_The problem:_
Transcribe the following records in full, exactly as shown.

_Dataset content:_
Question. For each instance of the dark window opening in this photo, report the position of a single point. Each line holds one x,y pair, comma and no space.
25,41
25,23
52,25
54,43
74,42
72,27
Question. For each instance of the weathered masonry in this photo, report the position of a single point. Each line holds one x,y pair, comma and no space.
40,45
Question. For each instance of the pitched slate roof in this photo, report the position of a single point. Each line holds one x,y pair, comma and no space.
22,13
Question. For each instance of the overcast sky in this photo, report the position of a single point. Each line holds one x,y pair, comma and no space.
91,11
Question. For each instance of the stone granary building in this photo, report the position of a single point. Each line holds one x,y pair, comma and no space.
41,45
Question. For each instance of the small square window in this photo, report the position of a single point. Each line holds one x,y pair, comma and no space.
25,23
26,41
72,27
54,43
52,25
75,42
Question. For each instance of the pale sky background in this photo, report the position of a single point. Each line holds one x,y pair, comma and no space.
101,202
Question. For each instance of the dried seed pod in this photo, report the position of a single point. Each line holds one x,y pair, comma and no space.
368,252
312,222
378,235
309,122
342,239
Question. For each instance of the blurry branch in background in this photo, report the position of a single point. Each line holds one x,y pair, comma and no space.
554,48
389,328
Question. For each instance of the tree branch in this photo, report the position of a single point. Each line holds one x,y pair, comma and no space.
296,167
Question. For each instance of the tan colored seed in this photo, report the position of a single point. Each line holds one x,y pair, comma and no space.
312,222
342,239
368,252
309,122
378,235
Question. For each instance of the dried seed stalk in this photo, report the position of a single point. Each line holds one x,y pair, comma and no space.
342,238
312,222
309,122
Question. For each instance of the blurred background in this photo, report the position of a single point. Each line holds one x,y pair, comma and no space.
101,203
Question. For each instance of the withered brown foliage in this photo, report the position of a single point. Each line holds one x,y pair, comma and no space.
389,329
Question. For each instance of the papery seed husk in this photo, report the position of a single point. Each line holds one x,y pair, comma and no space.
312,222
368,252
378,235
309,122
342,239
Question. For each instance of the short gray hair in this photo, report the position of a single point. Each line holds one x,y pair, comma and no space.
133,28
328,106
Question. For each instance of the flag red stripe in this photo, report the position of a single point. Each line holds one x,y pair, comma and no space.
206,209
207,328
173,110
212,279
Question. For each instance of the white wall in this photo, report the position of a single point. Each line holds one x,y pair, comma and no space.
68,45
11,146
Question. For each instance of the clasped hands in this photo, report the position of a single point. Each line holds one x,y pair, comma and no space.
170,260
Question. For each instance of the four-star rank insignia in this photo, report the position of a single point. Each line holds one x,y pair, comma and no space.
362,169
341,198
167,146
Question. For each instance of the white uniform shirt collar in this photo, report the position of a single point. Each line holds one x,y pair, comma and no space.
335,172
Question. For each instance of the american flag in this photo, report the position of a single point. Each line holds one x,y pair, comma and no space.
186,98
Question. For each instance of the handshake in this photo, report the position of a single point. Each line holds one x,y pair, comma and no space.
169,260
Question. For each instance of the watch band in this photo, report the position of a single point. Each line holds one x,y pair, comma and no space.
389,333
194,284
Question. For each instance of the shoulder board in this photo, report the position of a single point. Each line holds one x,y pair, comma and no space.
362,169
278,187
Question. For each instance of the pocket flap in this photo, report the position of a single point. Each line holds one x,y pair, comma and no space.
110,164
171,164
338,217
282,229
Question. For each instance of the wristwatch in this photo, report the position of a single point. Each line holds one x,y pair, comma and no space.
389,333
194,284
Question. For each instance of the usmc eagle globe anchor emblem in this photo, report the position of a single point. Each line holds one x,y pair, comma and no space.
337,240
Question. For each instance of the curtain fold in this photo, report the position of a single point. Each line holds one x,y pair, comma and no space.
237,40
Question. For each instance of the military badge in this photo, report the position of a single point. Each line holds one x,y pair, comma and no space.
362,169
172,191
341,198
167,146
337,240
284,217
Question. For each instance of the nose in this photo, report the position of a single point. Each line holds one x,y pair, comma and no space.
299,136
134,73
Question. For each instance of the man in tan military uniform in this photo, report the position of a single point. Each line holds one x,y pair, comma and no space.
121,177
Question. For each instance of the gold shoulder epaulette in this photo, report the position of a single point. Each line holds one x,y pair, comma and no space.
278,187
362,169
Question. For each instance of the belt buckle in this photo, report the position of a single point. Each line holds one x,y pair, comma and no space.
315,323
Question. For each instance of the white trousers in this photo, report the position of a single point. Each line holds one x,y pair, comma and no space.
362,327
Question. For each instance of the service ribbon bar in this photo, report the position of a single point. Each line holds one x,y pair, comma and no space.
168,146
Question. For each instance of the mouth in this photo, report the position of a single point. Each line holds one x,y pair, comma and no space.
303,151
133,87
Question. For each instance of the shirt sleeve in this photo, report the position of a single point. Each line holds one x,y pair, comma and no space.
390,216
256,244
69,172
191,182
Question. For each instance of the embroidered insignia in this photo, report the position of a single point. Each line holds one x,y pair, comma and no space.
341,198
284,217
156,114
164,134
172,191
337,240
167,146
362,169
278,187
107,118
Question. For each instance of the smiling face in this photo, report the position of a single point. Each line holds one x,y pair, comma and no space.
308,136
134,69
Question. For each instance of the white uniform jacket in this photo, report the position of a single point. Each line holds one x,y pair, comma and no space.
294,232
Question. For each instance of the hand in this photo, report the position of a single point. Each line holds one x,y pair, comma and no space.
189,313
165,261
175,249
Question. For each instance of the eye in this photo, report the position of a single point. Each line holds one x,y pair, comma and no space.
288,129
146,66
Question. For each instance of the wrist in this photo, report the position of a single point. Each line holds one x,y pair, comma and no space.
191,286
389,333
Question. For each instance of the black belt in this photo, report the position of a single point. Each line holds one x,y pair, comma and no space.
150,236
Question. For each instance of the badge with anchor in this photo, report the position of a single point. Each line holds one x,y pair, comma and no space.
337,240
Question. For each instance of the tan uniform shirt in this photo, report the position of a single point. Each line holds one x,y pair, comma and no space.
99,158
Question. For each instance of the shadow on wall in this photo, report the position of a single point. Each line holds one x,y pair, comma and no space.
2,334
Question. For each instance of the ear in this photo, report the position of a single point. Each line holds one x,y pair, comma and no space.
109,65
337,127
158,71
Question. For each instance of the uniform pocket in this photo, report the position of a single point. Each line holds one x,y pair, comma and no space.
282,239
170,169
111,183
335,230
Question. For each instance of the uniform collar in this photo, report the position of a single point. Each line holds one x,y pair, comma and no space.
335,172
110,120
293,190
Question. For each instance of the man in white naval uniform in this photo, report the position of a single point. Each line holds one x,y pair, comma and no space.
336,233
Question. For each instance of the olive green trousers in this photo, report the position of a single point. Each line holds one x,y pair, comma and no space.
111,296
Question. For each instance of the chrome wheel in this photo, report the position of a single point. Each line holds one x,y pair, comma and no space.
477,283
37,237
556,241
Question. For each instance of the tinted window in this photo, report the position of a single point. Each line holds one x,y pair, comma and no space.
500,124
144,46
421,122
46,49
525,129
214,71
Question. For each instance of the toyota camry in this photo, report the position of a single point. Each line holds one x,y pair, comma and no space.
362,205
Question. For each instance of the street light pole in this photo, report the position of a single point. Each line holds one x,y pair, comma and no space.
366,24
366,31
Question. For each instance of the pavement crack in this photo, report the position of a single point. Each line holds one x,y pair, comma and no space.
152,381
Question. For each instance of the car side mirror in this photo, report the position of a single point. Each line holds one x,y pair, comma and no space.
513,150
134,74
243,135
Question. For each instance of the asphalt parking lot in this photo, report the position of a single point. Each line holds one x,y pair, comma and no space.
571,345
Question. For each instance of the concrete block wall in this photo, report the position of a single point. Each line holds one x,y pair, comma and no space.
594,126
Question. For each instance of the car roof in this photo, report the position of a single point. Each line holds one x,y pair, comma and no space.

_Answer space:_
Question. For each instance of the dark window opening in this photo, report the position of a single point. Each line holds one x,y pair, comma and no space.
25,41
25,23
52,25
54,43
74,42
72,27
Question. For each instance of the weathered masonry in this photo, report the position of a single point. Each line holds one x,y pair, comma and no space.
40,45
Question. For each instance of the pitched slate roof in this photo, report the position of a single point. Each line holds one x,y pair, comma and no space.
22,13
Question. For each instance of the overcast sky in this photo, report the position of a single point. Each line holds one x,y pair, comma and no space.
91,11
Question. For each instance of the stone granary building in this photo, report the position of a single point. Each line holds one x,y pair, comma and no space.
41,45
Question. For each instance of the small square window in this photo, report the position of a single point. Each line holds one x,y pair, comma and no space.
25,23
26,41
72,27
54,43
52,25
75,42
Question. For each instance of the pale sky background in this photo, report the position of a single point. Each line holds one x,y pair, comma and no space.
101,202
Question. For each instance of the dried seed pod in this photo, report the position of a single point. Each line holds one x,y pair, comma and no space.
368,252
312,222
378,235
309,122
342,239
Question. For each instance of the blurry branch in background in this photo, report the position of a single point. Each line holds one x,y pair, comma and no space.
554,48
389,328
Question. For each instance of the tree branch in this photo, report the position of a single point. Each line holds one x,y pair, comma and no space.
296,167
Question. For each instance of the tan colored seed in this photo, report the position of a single point. Each line holds one x,y pair, comma and no space.
312,222
342,239
368,252
309,122
378,235
Question. For each instance of the dried seed stalk in this photo, report the position of a single point. Each line holds one x,y pair, comma and no space.
342,238
312,222
309,122
Question. For each instance of the blurred background in this photo, report the position of a single point. Each line holds one x,y pair, comma and no space.
101,203
Question. For each instance of the withered brown foliage in this photo, report the position of a single point. Each line holds one x,y pair, comma and no space.
389,329
Question. For each instance of the papery seed husk in this photo, report the position of a single point. Each line holds one x,y pair, comma and no space.
312,222
368,252
378,235
309,122
342,239
Question. For each instance of the short gray hair in this photo, report the position of a single point. Each line holds one x,y pair, comma and no space.
133,28
328,106
Question. For each instance of the flag red stripe in this photo, report the position of a single point. Each line holds one x,y pair, comma and no space.
206,209
207,328
173,110
212,279
Question. For each instance of the white wall in this photo, report the position of a single point. Each line holds one x,y pair, comma and no space.
68,45
11,146
Question. For each instance of the clasped hands in this photo, report the position of a single point. Each line holds one x,y pair, comma and no space.
170,260
Question. For each instance of the four-star rank insignia in this photo, report the position of a single point. Each line holds one x,y pair, comma and no space.
362,169
341,198
167,146
Question. For each instance of the white uniform shirt collar in this photo, report the position of a single point. Each line holds one x,y pair, comma and no space.
335,172
Question. For each instance of the american flag in this photo, report the position of a single point. Each line holds one x,y pair, comma and no space.
186,98
Question. For each instance of the handshake in this photo, report the position of a single point. Each line holds one x,y pair, comma and no space.
169,260
Question. For each instance of the watch band in this photo, report the position of a single point. Each line holds one x,y pair, comma and no space.
389,333
194,284
Question. For each instance of the shoulder board in this photo, report the position of a single point. Each line holds one x,y pair, comma and no space.
362,169
278,187
Question. For each instance of the pocket flap in this photo, report the position of a single point. Each line holds one x,y pair, comma and no space.
110,164
171,164
338,217
282,229
Question. For each instance of the wristwatch in this photo, report the position of a single point. Each line holds one x,y pair, comma and no space.
389,333
194,284
Question. For each instance of the usmc eagle globe anchor emblem in this photo, report the position of a single point. Each line holds one x,y pair, comma and no space.
337,240
Question. For each instance of the curtain fold in this photo, report the position of a single point. Each line holds one x,y pair, comma and no space.
237,40
Question. For each instance of the military badge in this photo, report the position of a single point. Each line holds one x,y pair, comma and no space.
362,169
172,191
341,198
167,146
337,240
284,217
Question. For each instance of the nose in this photo, report the position of a single point. Each line holds one x,y pair, comma and no space.
299,136
134,73
Question. For each instance of the man in tan military uniform in this photo, report the position of a single point. Each line holds one x,y pair, comma and no space.
121,177
Question. For each instance of the gold shoulder epaulette in this photo, report the position of a single point. Each line holds one x,y pair, comma and no space.
278,187
362,169
Question. For each instance of the belt buckle in this photo, report the position of a single point. Each line holds one x,y pair, comma and no space.
315,323
Question. For each instance of the white trousers in this photo, report the position of a single point. Each line holds one x,y pair, comma and no space.
362,327
Question. For each instance of the service ribbon bar in this photo, report the position of a single point. Each line holds one x,y pair, comma and no space.
168,146
Question. For each instance of the mouth in this photo, report the position of a single point. Each line holds one x,y pair, comma and no space.
303,151
133,87
Question. For each instance of the shirt sleeve in this photo, report the position of a single point. Each line holds one x,y pair, comma and no space.
390,216
256,244
69,172
191,182
Question. For each instance of the embroidered insignia in this photo, report the position of a single point. Each line holds one x,y pair, comma and no space.
341,198
284,217
156,114
164,134
172,191
337,240
167,146
362,169
278,187
107,118
Question. For each instance of the smiling face in this photo, report the position of a single point. Each line holds one x,y pair, comma and no space.
308,136
134,69
Question. For each instance of the white uniform jacket in this photo, report the position of a single point. Each line holds one x,y pair, comma and no space.
294,232
Question. For each instance of the hand in this photo, report the position of a single point. Each line holds one x,y pair, comma and no space.
189,313
165,261
175,249
Question. For each instance of the eye in this photo, report the position of a single point. Each line holds one x,y pair, comma and no space.
288,129
146,66
Question. For each instance of the wrist in this photo, report the position of a single point. Each line holds one x,y pair, comma and no space.
191,286
389,333
Question. For each instance of the black belt in this photo, report the position of a single point. Each line holds one x,y pair, comma and no space.
150,236
Question. For each instance of the badge with anchor in this photo, report the position of a single point. Each line holds one x,y pair, comma and no space.
337,240
Question. For each instance of the tan uniform shirt in this photo, report the position of a single point. Each line holds one x,y pair, comma and no space.
99,158
Question. For each instance of the shadow on wall in this photo, report the position of a single point. Each line holds one x,y pair, comma and no space.
2,334
Question. For each instance of the ear in this photo, report the position of a single point. Each line holds one x,y pair, comma and no space.
109,65
337,127
158,71
Question. For each instance of the uniform pocket in this photo, report the position of a single point. Each line holds one x,y pair, comma and no space.
282,239
170,169
111,183
335,230
Question. For each instance of the uniform collar in this photo, report the position of a single point. Each line holds one x,y pair, comma and no space.
335,172
110,120
293,190
Question. For each instance of the man in white naval uniform in this photo, report the position of a single point. Each line holds one x,y pair, comma and no space.
336,233
Question. For each instance of the olive green trousers in this photo, report the position of a single point. Each line holds one x,y pair, comma and no space.
111,296
Question. For each instance of the chrome wheel in this photo, report the position of a single point. Each line holds one x,y pair, comma and no space.
477,283
37,237
556,241
Question. For each instance of the tinted window in this photo, report the position of a single point. Each line holds one x,y pair, comma and no space.
500,124
144,46
421,122
46,49
525,129
214,71
Question. For each instance of the toyota camry in this photo, report the position of a single point. Each line holds one x,y pair, comma and no space.
362,205
Question. For each instance of the street light pole in this photo, report the position of a single point. Each line holds one x,y pair, comma and no space.
366,24
366,31
Question. For each instance of the pavement crack in this photo, report the position of a single point. Each line holds one x,y pair, comma and no space.
152,381
Question. For each instance of the car side mirror in this photo, report the position of a single point. Each line holds one x,y pair, comma and no space.
513,150
134,74
243,135
Question. For each instance of the asphalt parking lot in this photo, report the position of a single point. Each line holds one x,y pair, comma and no space.
571,345
Question. For each instance of the concrete block wall in this photo, report the position of a single point. Each line holds one x,y pair, comma and no space.
594,126
Question. For each instance of the car roof in this photo, report the position of a single point. Each line holds one x,y pair, comma and no space.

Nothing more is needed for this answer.